▸ **Textauszug**

Wie du mich ansiehst

Veröffentlicht am 18. Mai 2025 um 16:37

von Eva Lohmann

Mein Leseeindruck:

Johanna hat zwei Dinge von ihrem Vater geerbt: den geliebten Schrebergarten ihrer Kindheit und eine tiefe Stirnfalte, die einfach nicht mehr weggehen möchte.

Den Garten will die Floristin Johanna behalten, die Stirnfalte soll lieber weg. Trotz meiner Gartenliebe war ich von der Schönheitsthematik um Botox und Hyaluron eher abgeschreckt. Als Marina uns das Buch im Lesekreis empfohlen hat, habe ich das Buch doch angelesen und es hat meine Erwartungen übertroffen.

Die Geschichte hat keinen mitreißenden Spannungsbogen und außergewöhnliche Twist aber die Geschichte konnte mich, als 40-Jährige abholen und ich konnte mich mit der Johanna identifizieren. Viele Fragen und Gedanken des Romans kamen mir bekannt vor.

Johanna hadert mit dem Loslassen, dem ihres verstorbenen Vaters, ihres jugendlichen Aussehens und der Selbstständigkeit ihrer Tochter. Johanna hat das Gefühl für Männer unsichtbar geworden zu sein. Den Vergleich mit ihrer jüngeren und energiegeladenen Mitarbeiterin hält ihre faltige Stirn und ihr zurückhaltender Charakter nicht mehr stand. Das bringt ihr Selbstwertgefühl ins Wanken. Für ihre Teenagertochter wird sie immer unwichtiger.

▸ **Datensätze**
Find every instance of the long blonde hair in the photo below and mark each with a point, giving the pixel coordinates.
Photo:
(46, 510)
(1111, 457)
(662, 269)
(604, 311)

▸ **Aufgabe**
Ändere in der Buchbesprechung alles von "von Eva Lohmann" bis hinunter zu "mir bekannt vor." so, dass "Kleingarten" an der Stelle von "Schrebergarten" steht. Gib diesen Teil anschließend vollständig wieder. Die Datensätze werden hierfür nicht gebraucht.

▸ **Antwort**
von Eva Lohmann

Mein Leseeindruck:

Johanna hat zwei Dinge von ihrem Vater geerbt: den geliebten Kleingarten ihrer Kindheit und eine tiefe Stirnfalte, die einfach nicht mehr weggehen möchte.

Den Garten will die Floristin Johanna behalten, die Stirnfalte soll lieber weg. Trotz meiner Gartenliebe war ich von der Schönheitsthematik um Botox und Hyaluron eher abgeschreckt. Als Marina uns das Buch im Lesekreis empfohlen hat, habe ich das Buch doch angelesen und es hat meine Erwartungen übertroffen.

Die Geschichte hat keinen mitreißenden Spannungsbogen und außergewöhnliche Twist aber die Geschichte konnte mich, als 40-Jährige abholen und ich konnte mich mit der Johanna identifizieren. Viele Fragen und Gedanken des Romans kamen mir bekannt vor.